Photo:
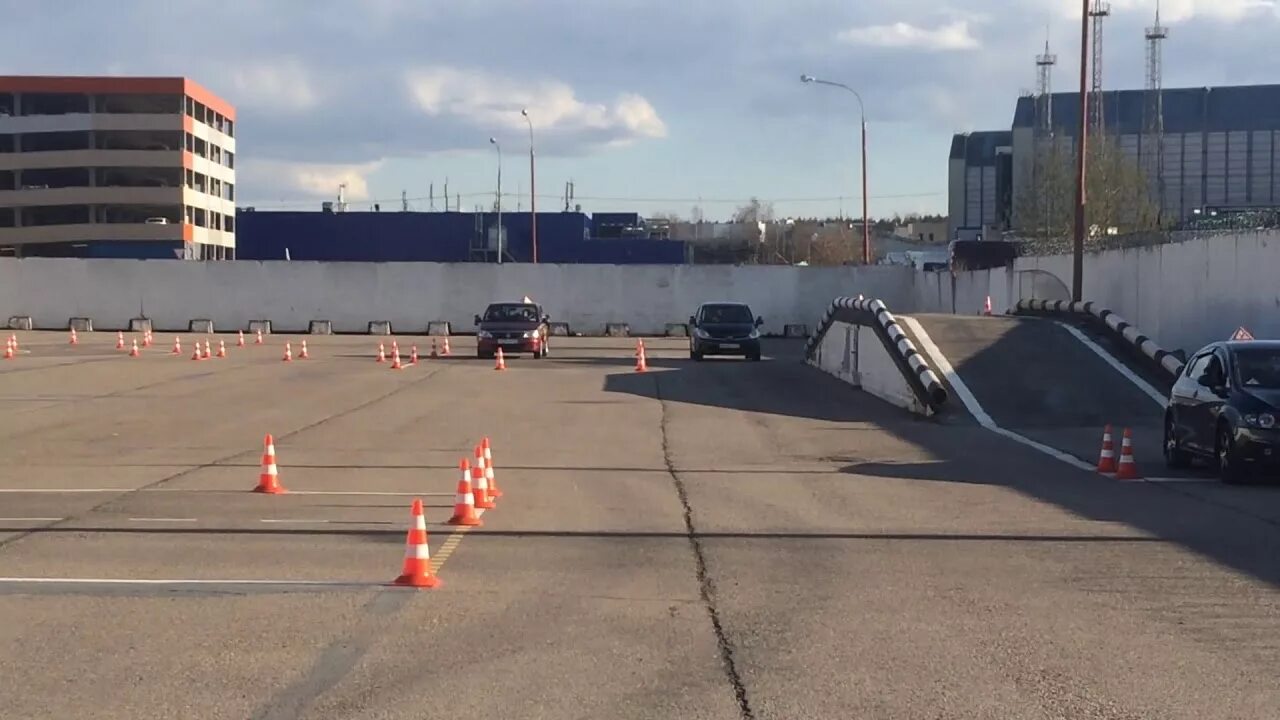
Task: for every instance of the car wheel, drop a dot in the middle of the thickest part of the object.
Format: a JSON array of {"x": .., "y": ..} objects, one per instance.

---

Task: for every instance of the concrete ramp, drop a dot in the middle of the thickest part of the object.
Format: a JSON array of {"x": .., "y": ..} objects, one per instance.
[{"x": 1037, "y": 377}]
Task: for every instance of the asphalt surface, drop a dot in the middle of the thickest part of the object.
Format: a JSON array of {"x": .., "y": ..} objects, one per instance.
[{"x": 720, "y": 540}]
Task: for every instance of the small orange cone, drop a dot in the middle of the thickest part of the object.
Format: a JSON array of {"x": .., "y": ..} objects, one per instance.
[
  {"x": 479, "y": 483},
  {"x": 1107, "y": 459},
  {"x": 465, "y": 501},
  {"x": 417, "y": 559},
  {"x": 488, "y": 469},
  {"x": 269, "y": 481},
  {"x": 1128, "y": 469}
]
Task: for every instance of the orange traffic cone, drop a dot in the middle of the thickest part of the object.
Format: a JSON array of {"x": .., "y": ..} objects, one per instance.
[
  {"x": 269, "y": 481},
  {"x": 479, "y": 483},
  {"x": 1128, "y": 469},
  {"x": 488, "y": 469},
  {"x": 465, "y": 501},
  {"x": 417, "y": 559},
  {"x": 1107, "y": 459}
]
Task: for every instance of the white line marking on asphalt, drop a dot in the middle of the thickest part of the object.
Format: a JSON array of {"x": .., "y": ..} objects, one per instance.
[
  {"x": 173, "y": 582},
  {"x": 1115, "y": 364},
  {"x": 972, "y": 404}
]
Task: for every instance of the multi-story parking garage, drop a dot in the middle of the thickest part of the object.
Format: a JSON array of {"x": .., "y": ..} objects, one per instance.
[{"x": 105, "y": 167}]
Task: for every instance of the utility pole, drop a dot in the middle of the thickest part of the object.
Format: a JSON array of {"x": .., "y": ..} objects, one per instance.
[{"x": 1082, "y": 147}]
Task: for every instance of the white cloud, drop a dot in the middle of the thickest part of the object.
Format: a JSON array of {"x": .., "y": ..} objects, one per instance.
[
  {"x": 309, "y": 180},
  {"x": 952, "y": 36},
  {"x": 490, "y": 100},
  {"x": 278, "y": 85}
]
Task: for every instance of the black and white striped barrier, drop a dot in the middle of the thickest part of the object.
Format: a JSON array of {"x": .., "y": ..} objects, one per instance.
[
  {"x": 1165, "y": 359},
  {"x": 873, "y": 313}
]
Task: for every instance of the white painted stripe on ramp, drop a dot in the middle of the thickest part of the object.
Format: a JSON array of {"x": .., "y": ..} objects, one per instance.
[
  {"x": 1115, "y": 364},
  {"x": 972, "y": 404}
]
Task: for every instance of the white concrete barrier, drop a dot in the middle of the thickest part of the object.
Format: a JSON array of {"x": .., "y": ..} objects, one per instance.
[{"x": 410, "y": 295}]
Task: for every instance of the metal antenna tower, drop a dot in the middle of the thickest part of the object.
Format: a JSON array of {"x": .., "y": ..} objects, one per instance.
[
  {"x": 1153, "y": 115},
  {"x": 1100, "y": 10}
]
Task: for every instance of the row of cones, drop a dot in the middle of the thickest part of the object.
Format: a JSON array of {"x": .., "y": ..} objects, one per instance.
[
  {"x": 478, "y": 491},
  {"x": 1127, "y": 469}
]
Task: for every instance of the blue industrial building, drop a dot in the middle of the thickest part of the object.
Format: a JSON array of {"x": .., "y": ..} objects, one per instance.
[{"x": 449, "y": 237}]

---

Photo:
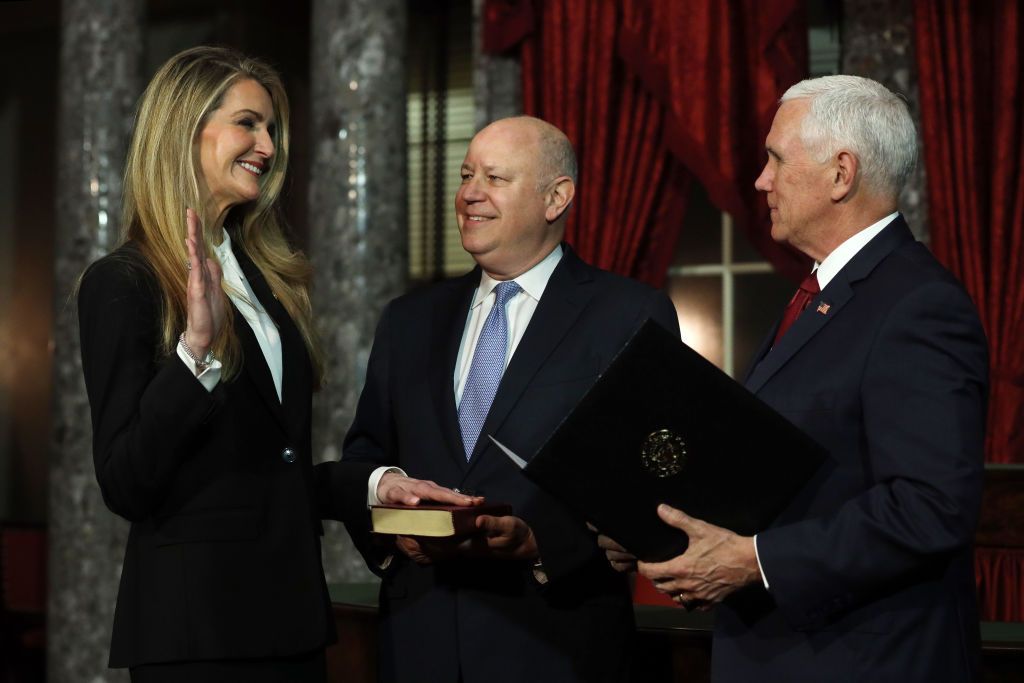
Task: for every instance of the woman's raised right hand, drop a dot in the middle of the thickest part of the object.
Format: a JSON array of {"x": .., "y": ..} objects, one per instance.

= TASK OBJECTIVE =
In the material above, find each line that contains the word "asphalt", and select it.

= FINAL ANSWER =
Task: for every instance of the asphalt surface, drop a dot in the middle of the thickest part of the object.
Task: for every instance of the white line marking on asphalt, drop a dot in the middle of the thickest part of the object.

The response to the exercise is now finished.